[EXTRACTED TEXT]

In addition, Dr. Yan-Rosenberg explained that she verbally told plaintiff of the most common side effects of IUD removal including pain, bleeding, perforation of the uterus, and potential damage to surrounding organs. Though the consent form was in English, a language plaintiff did not understand, defendants' expert opined that the discussion between the two in Cantonese, the plaintiffs native language, was sufficient.
But plaintiffs deposition indicated that she was not informed of the risks of the removal or how the device would be removed. She was simply told it had to be removed. Additionally, the consent form contained only generic language that did not explain any alternatives, risks or complications specific to IUD removal, and the witness and translator sections of the form were left blank further raising question as to whether the risks and alternatives were explained to plaintiff. See Schussheim v. Barazani, 136 A.D.3d 787, 24 N.Y.S.3d 756 (2d Dept. 2016); Walker v. Saint Vincent Catholic Med. Ctrs., 114 A.D.3d 669, 979 N.Y.S.2d 697 (2d Dept. 2014). Based on the generic nature of the consent form and conflicting deposition testimony, defendants failed to shoulder their burden regarding lack of informed consent. See Friedberg v. Rodeo, 193 A.D.3d 825, 142 N.Y.S.3d 405 (2d Dept. 2021); Palmeiro v. Luchs, 202 A.D.3d 989. 163 N.Y.S.3d 558 (2d Dept. 2022); Lavi v. NYU Hosps. Ctr., 133 A.D.3d 830. 21 N.Y.S.3d 143 (2d Dept. 2015).

[/EXTRACTED TEXT]
[DATA SUPPLIED]

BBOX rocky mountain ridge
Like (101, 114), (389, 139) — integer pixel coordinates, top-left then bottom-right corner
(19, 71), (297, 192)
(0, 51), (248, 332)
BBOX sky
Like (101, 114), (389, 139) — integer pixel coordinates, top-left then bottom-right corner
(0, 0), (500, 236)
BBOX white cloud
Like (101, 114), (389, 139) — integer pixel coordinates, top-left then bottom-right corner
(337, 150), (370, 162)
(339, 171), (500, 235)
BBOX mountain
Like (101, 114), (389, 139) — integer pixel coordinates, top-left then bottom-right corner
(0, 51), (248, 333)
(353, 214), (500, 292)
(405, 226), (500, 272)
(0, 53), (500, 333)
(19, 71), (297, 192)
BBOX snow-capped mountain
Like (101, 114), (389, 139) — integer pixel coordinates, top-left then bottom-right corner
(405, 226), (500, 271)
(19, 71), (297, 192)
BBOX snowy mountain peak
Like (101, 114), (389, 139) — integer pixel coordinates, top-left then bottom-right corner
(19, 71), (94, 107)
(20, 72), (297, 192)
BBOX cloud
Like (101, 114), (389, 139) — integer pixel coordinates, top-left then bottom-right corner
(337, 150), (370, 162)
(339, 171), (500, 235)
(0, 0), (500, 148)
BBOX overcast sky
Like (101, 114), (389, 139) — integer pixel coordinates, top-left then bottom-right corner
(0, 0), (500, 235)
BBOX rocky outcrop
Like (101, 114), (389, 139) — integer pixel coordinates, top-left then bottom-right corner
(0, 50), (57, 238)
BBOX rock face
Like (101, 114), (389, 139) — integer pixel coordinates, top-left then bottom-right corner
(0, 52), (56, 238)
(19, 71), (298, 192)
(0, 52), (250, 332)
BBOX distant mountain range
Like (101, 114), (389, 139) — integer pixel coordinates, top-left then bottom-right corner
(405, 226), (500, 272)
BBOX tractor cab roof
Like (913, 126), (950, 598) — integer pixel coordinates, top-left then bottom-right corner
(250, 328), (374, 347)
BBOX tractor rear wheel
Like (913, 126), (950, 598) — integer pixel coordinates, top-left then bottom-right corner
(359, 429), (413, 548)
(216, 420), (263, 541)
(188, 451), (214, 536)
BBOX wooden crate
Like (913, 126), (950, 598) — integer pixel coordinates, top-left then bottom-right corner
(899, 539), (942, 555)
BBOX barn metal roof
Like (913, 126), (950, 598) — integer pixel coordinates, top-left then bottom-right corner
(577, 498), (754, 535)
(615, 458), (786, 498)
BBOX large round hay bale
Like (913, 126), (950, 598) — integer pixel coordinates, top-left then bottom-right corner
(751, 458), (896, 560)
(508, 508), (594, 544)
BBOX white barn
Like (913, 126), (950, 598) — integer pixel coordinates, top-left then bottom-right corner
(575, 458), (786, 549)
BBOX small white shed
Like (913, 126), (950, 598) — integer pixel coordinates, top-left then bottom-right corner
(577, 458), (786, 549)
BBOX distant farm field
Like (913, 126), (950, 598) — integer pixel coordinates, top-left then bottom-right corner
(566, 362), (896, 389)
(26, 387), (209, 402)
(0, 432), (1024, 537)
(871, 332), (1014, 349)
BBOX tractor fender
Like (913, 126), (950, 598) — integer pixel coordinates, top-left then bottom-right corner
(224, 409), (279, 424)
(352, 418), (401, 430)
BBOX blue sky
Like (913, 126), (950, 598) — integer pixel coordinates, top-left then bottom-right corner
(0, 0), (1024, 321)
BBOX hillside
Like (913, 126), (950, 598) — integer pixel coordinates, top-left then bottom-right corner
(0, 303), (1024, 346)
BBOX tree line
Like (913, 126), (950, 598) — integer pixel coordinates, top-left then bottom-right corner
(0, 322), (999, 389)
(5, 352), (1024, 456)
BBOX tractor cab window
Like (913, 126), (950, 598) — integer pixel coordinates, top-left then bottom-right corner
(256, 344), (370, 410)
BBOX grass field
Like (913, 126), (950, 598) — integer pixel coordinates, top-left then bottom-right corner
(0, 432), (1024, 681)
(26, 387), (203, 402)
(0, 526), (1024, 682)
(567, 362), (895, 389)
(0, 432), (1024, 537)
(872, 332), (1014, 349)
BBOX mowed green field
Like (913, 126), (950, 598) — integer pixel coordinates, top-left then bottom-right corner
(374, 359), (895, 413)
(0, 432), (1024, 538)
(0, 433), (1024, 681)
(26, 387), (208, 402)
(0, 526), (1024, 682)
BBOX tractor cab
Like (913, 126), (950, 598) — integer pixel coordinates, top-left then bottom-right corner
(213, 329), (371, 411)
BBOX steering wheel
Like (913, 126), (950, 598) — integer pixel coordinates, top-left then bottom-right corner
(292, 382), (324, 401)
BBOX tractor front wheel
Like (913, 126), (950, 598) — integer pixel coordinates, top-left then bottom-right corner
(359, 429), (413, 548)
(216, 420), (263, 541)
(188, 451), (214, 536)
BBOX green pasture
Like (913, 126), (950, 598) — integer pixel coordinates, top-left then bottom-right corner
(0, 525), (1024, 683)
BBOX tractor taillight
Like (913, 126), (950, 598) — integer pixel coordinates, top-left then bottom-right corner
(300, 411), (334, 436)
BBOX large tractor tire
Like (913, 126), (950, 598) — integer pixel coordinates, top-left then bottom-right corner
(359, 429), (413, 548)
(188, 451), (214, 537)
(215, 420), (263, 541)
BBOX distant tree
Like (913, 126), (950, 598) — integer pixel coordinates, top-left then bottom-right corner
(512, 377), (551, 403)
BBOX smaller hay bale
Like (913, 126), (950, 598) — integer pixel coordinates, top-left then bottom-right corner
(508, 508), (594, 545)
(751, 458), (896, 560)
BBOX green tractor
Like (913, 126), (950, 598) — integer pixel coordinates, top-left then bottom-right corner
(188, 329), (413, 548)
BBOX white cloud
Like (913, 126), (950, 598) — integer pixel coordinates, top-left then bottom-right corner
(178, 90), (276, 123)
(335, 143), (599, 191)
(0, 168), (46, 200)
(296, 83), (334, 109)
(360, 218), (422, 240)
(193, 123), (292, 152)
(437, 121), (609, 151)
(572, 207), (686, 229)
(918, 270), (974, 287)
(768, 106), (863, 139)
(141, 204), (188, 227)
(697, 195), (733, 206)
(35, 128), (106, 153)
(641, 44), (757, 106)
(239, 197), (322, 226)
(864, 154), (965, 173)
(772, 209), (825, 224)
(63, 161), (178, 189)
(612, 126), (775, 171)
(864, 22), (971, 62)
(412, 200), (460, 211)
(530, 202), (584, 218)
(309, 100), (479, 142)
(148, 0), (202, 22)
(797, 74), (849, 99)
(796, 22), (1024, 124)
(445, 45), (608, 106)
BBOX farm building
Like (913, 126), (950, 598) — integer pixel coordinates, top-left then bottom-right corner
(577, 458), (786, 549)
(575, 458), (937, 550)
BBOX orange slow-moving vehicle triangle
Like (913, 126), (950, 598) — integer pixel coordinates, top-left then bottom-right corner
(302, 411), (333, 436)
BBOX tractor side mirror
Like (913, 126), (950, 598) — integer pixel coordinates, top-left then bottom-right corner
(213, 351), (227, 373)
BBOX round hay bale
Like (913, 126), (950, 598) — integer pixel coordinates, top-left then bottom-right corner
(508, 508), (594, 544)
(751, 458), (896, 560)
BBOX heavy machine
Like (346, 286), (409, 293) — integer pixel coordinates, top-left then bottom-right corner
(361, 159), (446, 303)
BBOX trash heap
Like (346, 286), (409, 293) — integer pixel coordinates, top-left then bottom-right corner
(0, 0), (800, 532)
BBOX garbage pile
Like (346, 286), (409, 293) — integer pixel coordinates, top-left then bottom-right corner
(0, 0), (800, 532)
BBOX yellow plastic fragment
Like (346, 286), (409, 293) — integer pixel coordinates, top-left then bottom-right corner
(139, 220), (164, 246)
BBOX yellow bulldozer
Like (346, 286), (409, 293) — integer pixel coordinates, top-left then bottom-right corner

[/DATA SUPPLIED]

_BRIEF 1_: From the excerpt on the IUD removal case above, write out the passage that opens with the words containing "In addition, Dr." and closes with "language, was sufficient.".
_BRIEF 2_: According to the excerpt on the IUD removal case, in what language was the consent form written?
_BRIEF 3_: Carry the excerpt on the IUD removal case forward from its last sentence.

_EXPECTED OUTPUT 1_:
In addition, Dr. Yan-Rosenberg explained that she verbally told plaintiff of the most common side effects of IUD removal including pain, bleeding, perforation of the uterus, and potential damage to surrounding organs. Though the consent form was in English, a language plaintiff did not understand, defendants' expert opined that the discussion between the two in Cantonese, the plaintiffs native language, was sufficient.

_EXPECTED OUTPUT 2_: English, a language the plaintiff did not understand.

_EXPECTED OUTPUT 3_:
Lastly, in their reply, defendants asserted that their motion should be granted because plaintiff did not file a counter statement of undisputed facts pursuant to NYCRR 202.8-g. NYCRR 202.8-g(e) states that in the event that the opponent of a summary judgment motion does not submit a counter-statement of facts, the Court may take any action deemed just and appropriate. This Court is not required to dismiss the complaint nor are defendants entitled to summary judgment.
Conclusion
Accordingly, defendants' motion for summary judgment dismissing the complaint is denied in its entirety.
This constitutes the decision and Order of this Court.